EXERCISE INPUTS >>

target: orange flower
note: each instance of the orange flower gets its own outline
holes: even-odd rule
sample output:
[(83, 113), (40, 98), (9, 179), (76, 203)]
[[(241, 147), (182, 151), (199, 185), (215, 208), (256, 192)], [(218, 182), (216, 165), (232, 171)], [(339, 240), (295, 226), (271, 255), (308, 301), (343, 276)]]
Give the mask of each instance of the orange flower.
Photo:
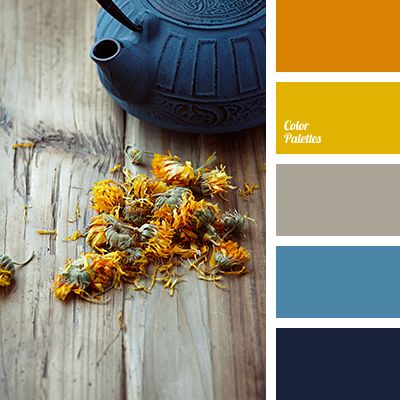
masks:
[(149, 260), (144, 256), (143, 250), (139, 247), (131, 247), (124, 250), (122, 258), (122, 270), (125, 275), (122, 276), (124, 281), (134, 283), (138, 275), (147, 276), (146, 267)]
[(219, 195), (223, 198), (223, 193), (226, 193), (228, 189), (235, 188), (235, 186), (230, 185), (231, 179), (232, 177), (225, 172), (224, 165), (203, 172), (199, 179), (201, 192), (205, 196)]
[(147, 242), (146, 256), (170, 258), (173, 255), (172, 238), (175, 234), (174, 228), (165, 221), (154, 223), (151, 226), (155, 228), (155, 234)]
[(123, 209), (125, 221), (130, 222), (134, 226), (143, 225), (153, 208), (153, 203), (146, 198), (135, 199), (126, 202)]
[(204, 199), (197, 201), (193, 220), (196, 228), (212, 224), (217, 218), (219, 208), (217, 204), (209, 203)]
[(0, 286), (10, 286), (14, 273), (15, 265), (11, 258), (6, 254), (0, 255)]
[(85, 300), (96, 301), (108, 289), (120, 284), (124, 272), (120, 261), (122, 253), (114, 251), (107, 254), (83, 253), (80, 258), (65, 264), (52, 286), (55, 297), (65, 300), (75, 293)]
[(154, 193), (165, 192), (168, 186), (165, 182), (150, 179), (144, 174), (132, 175), (132, 173), (125, 168), (125, 183), (124, 188), (127, 193), (127, 199), (142, 199)]
[(52, 286), (54, 296), (60, 300), (65, 300), (70, 293), (84, 297), (87, 295), (86, 289), (90, 285), (90, 275), (88, 266), (83, 258), (72, 261), (67, 260), (61, 274), (57, 274)]
[(108, 289), (120, 285), (121, 277), (125, 274), (121, 266), (123, 256), (124, 254), (120, 251), (107, 254), (85, 253), (84, 257), (90, 267), (92, 288), (95, 294), (103, 294)]
[[(184, 189), (185, 192), (178, 193), (175, 196), (172, 191), (173, 189)], [(158, 221), (164, 221), (166, 224), (171, 226), (178, 237), (184, 240), (196, 240), (197, 235), (193, 232), (193, 227), (191, 222), (193, 221), (193, 216), (196, 212), (197, 202), (194, 199), (191, 191), (189, 189), (176, 187), (170, 189), (171, 196), (158, 197), (156, 201), (157, 204), (163, 205), (153, 213), (153, 219)], [(167, 193), (168, 193), (167, 192)], [(162, 201), (161, 201), (162, 200)]]
[(164, 182), (177, 186), (190, 186), (197, 175), (190, 161), (182, 164), (178, 156), (154, 154), (151, 163), (153, 175)]
[(182, 258), (193, 257), (194, 249), (185, 249), (174, 242), (175, 229), (167, 224), (166, 221), (154, 223), (157, 234), (147, 242), (145, 255), (154, 258), (168, 258), (179, 256)]
[(159, 181), (157, 179), (149, 179), (146, 182), (146, 186), (147, 186), (147, 194), (149, 196), (158, 193), (163, 193), (168, 190), (168, 185), (165, 182)]
[(237, 268), (241, 267), (241, 272), (244, 273), (247, 271), (244, 263), (249, 259), (250, 255), (245, 248), (239, 247), (236, 242), (229, 240), (222, 242), (215, 248), (215, 252), (211, 256), (210, 265), (222, 271), (237, 270)]
[(8, 269), (0, 268), (0, 286), (10, 286), (13, 272)]
[(247, 217), (246, 215), (240, 214), (237, 210), (225, 211), (220, 218), (220, 224), (222, 230), (226, 233), (237, 232), (241, 233), (243, 231), (246, 220), (254, 221), (254, 219)]
[(179, 207), (185, 198), (192, 196), (190, 189), (182, 186), (173, 186), (166, 192), (155, 194), (156, 198), (154, 208), (157, 210), (163, 206), (168, 206), (171, 209)]
[(115, 207), (123, 204), (123, 189), (112, 179), (96, 182), (91, 190), (93, 208), (100, 214), (110, 214)]
[(84, 235), (86, 243), (95, 250), (104, 249), (107, 246), (106, 231), (109, 224), (104, 221), (103, 215), (93, 217), (86, 227)]
[(0, 254), (0, 287), (10, 286), (15, 273), (15, 266), (23, 267), (31, 262), (34, 256), (35, 253), (32, 253), (26, 261), (18, 263), (13, 261), (7, 254)]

AIM OF THE EXERCISE >> Leaving aside the pictures, copy the listing above exactly.

EXERCISE SOLUTION >>
target: orange flower
note: each instance of the orange flower gets its own outline
holes: even-odd rule
sample output:
[(83, 113), (40, 98), (9, 179), (76, 203)]
[[(241, 147), (182, 151), (199, 185), (215, 208), (256, 192)], [(218, 182), (216, 165), (232, 171)], [(339, 240), (295, 226), (271, 255), (308, 301), (343, 276)]]
Give the mask of each instance of the orange flower.
Photo:
masks:
[(149, 260), (144, 256), (143, 250), (139, 247), (131, 247), (124, 250), (122, 258), (122, 270), (125, 275), (122, 276), (124, 281), (134, 283), (138, 275), (147, 276), (146, 267)]
[(219, 195), (223, 198), (223, 193), (226, 193), (228, 189), (235, 188), (235, 186), (230, 185), (231, 179), (232, 177), (225, 172), (224, 165), (203, 172), (199, 179), (201, 192), (205, 196)]
[(147, 242), (146, 256), (170, 258), (173, 255), (172, 238), (175, 234), (174, 228), (165, 221), (154, 223), (151, 226), (155, 228), (155, 234)]
[(123, 209), (125, 221), (130, 222), (134, 226), (143, 225), (153, 208), (153, 203), (146, 198), (135, 199), (126, 202)]
[(204, 199), (197, 201), (193, 220), (196, 228), (212, 224), (217, 218), (219, 208), (217, 204), (209, 203)]
[(0, 286), (10, 286), (14, 273), (15, 265), (11, 258), (6, 254), (0, 255)]
[(85, 300), (96, 301), (108, 289), (120, 284), (124, 272), (120, 261), (122, 253), (114, 251), (107, 254), (83, 253), (80, 258), (65, 264), (52, 286), (55, 297), (65, 300), (75, 293)]
[(154, 193), (165, 192), (168, 186), (165, 182), (150, 179), (144, 174), (132, 175), (132, 173), (125, 168), (125, 183), (124, 188), (127, 193), (127, 199), (142, 199)]
[(52, 286), (54, 296), (60, 300), (65, 300), (70, 293), (84, 297), (87, 295), (86, 289), (90, 285), (90, 275), (88, 266), (83, 258), (72, 261), (67, 260), (61, 274), (57, 274)]
[(108, 289), (120, 285), (121, 277), (125, 274), (121, 266), (123, 256), (124, 254), (120, 251), (107, 254), (85, 253), (84, 257), (90, 267), (92, 288), (95, 294), (103, 294)]
[[(184, 189), (185, 192), (178, 193), (175, 196), (172, 191), (173, 189)], [(158, 221), (164, 221), (166, 224), (171, 226), (178, 237), (184, 240), (196, 240), (197, 235), (193, 232), (193, 227), (191, 222), (193, 221), (193, 216), (196, 212), (197, 202), (194, 199), (191, 191), (189, 189), (176, 187), (170, 189), (171, 196), (158, 197), (156, 201), (157, 204), (163, 205), (153, 213), (153, 219)], [(167, 193), (168, 193), (167, 192)], [(162, 201), (161, 201), (162, 200)]]
[(164, 182), (177, 186), (190, 186), (197, 175), (190, 161), (182, 164), (178, 156), (154, 154), (151, 163), (153, 175)]
[(182, 258), (193, 257), (194, 249), (185, 249), (174, 242), (175, 229), (167, 224), (166, 221), (154, 223), (157, 234), (147, 242), (145, 255), (154, 258), (168, 258), (179, 256)]
[(159, 181), (157, 179), (149, 179), (146, 182), (146, 186), (147, 186), (147, 194), (149, 196), (158, 193), (163, 193), (168, 190), (168, 185), (165, 182)]
[(237, 268), (241, 267), (241, 272), (244, 273), (247, 271), (244, 263), (249, 259), (250, 255), (245, 248), (239, 247), (236, 242), (229, 240), (222, 242), (215, 248), (215, 252), (211, 256), (210, 265), (222, 271), (237, 270)]
[(8, 269), (0, 268), (0, 286), (10, 286), (13, 272)]
[(247, 217), (246, 215), (240, 214), (237, 210), (225, 211), (220, 218), (220, 224), (222, 230), (226, 233), (237, 232), (241, 233), (243, 231), (246, 220), (254, 221), (254, 219)]
[(179, 207), (185, 198), (192, 196), (190, 189), (182, 186), (173, 186), (166, 192), (155, 194), (156, 198), (154, 208), (157, 210), (163, 206), (168, 206), (171, 209)]
[(115, 207), (123, 204), (123, 189), (112, 179), (96, 182), (91, 190), (93, 208), (100, 214), (110, 214)]
[(84, 235), (86, 243), (95, 250), (104, 249), (107, 246), (106, 231), (109, 224), (104, 221), (103, 215), (93, 217), (86, 227)]
[(0, 254), (0, 287), (10, 286), (15, 273), (15, 266), (23, 267), (31, 262), (34, 256), (35, 253), (32, 253), (26, 261), (18, 263), (13, 261), (7, 254)]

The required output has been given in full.